## Provided passage
** start **
Skip to content

Working with Data Sources¤

This guide explains how to use data sources in Datarax to load and prepare data for your machine learning pipelines.

Introduction to Data Sources¤

Data sources are the entry point for data in Datarax pipelines. They provide a way to iterate through datasets from various origins, such as in-memory data, files, TensorFlow Datasets, or Hugging Face datasets.

All data sources in Datarax inherit from DataSourceModule, which is an NNX module that implements the iterator protocol.

Built-in Data Sources¤

Datarax includes several built-in data sources for common use cases.

MemorySource¤

The simplest data source is MemorySource, which works with data already loaded in memory:

from datarax.pipeline import Pipeline
from datarax.sources import MemorySource, MemorySourceConfig
import jax.numpy as jnp

# Create sample data
data = [{"image": jnp.ones((28, 28)), "label": i % 10} for i in range(100)]

# Create data source with config
config = MemorySourceConfig()
source = MemorySource(config, data)

# Use in a pipeline
pipeline = Pipeline(source=source, stages=[], batch_size=10, rngs=nnx.Rngs(0))
** end **
Resume the guide on Datarax data sources from the point where it stops. The records have no connection to the Datarax guide.

## Data records
** start **
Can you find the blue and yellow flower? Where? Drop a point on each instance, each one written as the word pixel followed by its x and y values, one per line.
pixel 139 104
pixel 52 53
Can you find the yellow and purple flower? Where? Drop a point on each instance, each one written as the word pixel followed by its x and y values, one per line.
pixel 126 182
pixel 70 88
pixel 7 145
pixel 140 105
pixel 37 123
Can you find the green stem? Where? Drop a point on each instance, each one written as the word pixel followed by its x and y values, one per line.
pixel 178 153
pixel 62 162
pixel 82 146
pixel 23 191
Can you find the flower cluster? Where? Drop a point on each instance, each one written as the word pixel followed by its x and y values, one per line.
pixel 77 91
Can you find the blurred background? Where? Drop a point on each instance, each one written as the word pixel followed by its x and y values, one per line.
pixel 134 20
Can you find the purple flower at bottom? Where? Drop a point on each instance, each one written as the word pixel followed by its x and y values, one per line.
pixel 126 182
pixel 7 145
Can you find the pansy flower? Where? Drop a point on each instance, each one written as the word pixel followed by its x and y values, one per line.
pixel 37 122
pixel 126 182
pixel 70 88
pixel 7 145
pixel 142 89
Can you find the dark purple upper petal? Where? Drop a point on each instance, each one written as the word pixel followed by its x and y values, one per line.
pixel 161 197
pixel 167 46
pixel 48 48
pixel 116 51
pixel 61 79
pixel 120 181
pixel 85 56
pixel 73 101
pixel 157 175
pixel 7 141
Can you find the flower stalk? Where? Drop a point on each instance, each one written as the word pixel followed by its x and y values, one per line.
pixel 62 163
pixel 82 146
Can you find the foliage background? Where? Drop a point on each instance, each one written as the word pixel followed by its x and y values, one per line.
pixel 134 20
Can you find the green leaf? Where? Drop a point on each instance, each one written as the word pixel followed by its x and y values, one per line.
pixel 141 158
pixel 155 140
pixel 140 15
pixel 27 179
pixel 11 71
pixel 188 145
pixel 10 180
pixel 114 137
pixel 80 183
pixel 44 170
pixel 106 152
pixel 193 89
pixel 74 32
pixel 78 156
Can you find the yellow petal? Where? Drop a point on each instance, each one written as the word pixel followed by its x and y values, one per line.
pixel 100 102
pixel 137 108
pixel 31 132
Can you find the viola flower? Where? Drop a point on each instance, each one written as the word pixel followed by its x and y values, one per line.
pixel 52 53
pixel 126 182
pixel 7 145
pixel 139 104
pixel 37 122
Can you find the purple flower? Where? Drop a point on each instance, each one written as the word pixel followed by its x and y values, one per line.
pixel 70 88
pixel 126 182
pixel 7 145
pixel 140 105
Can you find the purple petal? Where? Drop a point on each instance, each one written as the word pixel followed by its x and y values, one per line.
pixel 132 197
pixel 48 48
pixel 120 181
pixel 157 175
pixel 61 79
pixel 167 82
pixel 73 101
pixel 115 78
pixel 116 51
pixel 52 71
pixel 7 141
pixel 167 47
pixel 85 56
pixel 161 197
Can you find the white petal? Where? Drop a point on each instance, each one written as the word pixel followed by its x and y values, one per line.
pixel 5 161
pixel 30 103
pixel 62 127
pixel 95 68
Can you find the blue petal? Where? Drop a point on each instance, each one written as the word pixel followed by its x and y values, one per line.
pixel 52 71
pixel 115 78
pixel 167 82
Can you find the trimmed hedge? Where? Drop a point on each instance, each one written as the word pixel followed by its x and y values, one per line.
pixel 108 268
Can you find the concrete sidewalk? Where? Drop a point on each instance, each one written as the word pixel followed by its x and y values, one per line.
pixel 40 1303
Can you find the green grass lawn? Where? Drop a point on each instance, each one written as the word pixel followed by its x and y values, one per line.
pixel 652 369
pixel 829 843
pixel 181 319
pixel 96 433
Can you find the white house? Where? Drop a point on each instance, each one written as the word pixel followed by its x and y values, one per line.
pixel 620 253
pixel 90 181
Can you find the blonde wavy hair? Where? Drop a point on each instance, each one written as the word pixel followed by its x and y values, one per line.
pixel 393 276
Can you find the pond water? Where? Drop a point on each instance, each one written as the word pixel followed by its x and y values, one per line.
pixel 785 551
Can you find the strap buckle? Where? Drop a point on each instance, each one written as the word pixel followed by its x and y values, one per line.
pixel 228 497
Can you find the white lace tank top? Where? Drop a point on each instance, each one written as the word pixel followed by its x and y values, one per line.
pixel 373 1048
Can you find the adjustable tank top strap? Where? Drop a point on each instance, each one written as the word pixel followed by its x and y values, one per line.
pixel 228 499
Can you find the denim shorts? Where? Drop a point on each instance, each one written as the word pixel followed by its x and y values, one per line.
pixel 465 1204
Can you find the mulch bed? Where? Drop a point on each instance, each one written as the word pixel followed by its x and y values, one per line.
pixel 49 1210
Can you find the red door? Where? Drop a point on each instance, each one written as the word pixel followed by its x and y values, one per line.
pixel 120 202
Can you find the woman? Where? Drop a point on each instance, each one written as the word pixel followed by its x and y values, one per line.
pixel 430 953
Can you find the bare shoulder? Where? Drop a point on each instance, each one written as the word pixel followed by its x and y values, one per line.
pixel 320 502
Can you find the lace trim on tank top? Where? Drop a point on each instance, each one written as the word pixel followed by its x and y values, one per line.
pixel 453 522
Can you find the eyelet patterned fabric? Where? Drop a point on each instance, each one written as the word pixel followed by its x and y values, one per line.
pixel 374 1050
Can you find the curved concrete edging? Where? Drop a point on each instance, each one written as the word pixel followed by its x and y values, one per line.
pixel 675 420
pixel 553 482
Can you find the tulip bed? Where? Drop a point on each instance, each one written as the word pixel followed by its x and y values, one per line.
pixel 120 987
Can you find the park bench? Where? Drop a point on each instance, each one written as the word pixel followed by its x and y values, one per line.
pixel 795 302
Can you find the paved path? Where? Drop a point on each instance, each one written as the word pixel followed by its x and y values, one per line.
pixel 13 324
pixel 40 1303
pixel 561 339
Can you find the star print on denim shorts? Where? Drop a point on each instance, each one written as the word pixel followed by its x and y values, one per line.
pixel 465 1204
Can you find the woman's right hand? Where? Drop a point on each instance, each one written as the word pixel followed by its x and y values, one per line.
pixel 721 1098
** end **
## Response
# Iterate through batches
for i, batch in enumerate(pipeline):
    print(f"Batch shape: {batch['image'].shape}")
    if i >= 2:
        break

MemorySource accepts any iterable of elements, such as a list of dictionaries or arrays.

TFDSEagerSource¤

For data from TensorFlow Datasets, use TFDSEagerSource:

from datarax.pipeline import Pipeline
from datarax.sources import TFDSEagerSource, TFDSEagerConfig
from datarax.operators import ElementOperator, ElementOperatorConfig
from datarax.pipeline import Pipeline

# Load MNIST from TensorFlow Datasets
config = TFDSEagerConfig(name="mnist", split="train")
train_source = TFDSEagerSource(config)

# Define normalization as an operator
def normalize(element, key=None):
    img = element.data["image"]
    # Normalize to [0, 1] range
    return element.update_data({"image": img / 255.0})

normalizer = ElementOperator(
    ElementOperatorConfig(stochastic=False),
    fn=normalize
)

# Create training pipeline
train_pipeline = (
    Pipeline(source=train_source, stages=[normalizer], batch_size=32, rngs=nnx.Rngs(0)))

# Iterate
for i, batch in enumerate(train_pipeline):
    # Train model
    print(f"Batch {i}: {batch['image'].shape}")
    if i >= 2:
        break

TFDSEagerSource handles downloading, caching, and preprocessing datasets from the TensorFlow Datasets catalog.

Tip: Use from_tfds(name, split, ...) factory function for automatic eager/streaming mode selection.

HFEagerSource¤

For data from Hugging Face datasets, use HFEagerSource:

from datarax.pipeline import Pipeline
from datarax.sources import HFEagerSource, HFEagerConfig
from datarax.operators import ElementOperator, ElementOperatorConfig
from datarax.pipeline import Pipeline

# Load dataset from HuggingFace (streaming mode for large datasets)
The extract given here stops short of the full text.